*Problem description*. Reproduce word for word the stretch of the transmission forum thread below from "Once this transmission" through "(Aug 15, 2011)".

**** Document text ****

Once this transmission arrives, How many parts will I have to harvest off my current tranny? Or at least, what's the norm?


----------



## bossman34 (Aug 15, 2011)

A couple things, I managed a transmission rebuilding business for 6 years. The upgrade you referred to sound correct. You do not want a high stall converter for plowing, they are for high revving race engines to get them in there power band. For most gas engines a factory stall is perfect, you could go with a diesel stall which is lower but your engine may not make enough power at that RPM. Best bet is to stay factory stall. The billet cover converters are nice but mostly unnecessary in this application. They help prevent distortion in the cover from high internal pressures from lots of torque or RPM.. I have never seen a converter fail from distortion in a plow truck. Adding an external cooler is a good idea, when I would add them we used the 26,000 lb true cool. Be sure that you run that in tandem with your radiator cooler. There is always someone who thinks it better to not use the radiator cooler. But as heat is the trannys biggest enemy, you also need to keep it warm enough for it and the fluid to work correctly. The radiator cooler also helps to warm the fluid.. I have found over many years that a clean radiator cooler and an efficient external cooler make for a happy transmission


----------



## RevelationL&S (Feb 19, 2018)

**** Supplied data ****

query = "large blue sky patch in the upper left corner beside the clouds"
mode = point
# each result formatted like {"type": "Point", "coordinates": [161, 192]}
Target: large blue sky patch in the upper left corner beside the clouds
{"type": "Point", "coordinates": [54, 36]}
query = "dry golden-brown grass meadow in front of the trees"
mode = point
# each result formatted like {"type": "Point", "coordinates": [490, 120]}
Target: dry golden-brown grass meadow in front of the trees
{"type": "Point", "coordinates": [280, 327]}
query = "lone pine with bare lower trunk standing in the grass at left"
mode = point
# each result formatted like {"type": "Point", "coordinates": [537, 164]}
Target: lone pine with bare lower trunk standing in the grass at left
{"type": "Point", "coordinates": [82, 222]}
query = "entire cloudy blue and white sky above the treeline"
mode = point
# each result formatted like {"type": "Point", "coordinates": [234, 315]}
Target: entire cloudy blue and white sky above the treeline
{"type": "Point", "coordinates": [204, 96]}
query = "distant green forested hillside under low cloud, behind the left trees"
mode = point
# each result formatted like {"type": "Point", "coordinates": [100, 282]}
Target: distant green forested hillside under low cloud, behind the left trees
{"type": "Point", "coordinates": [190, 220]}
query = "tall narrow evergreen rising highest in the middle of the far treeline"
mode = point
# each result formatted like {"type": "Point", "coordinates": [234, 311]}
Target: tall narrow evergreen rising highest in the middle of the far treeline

****

*Completed task*.
Once this transmission arrives, How many parts will I have to harvest off my current tranny? Or at least, what's the norm?


----------



## bossman34 (Aug 15, 2011)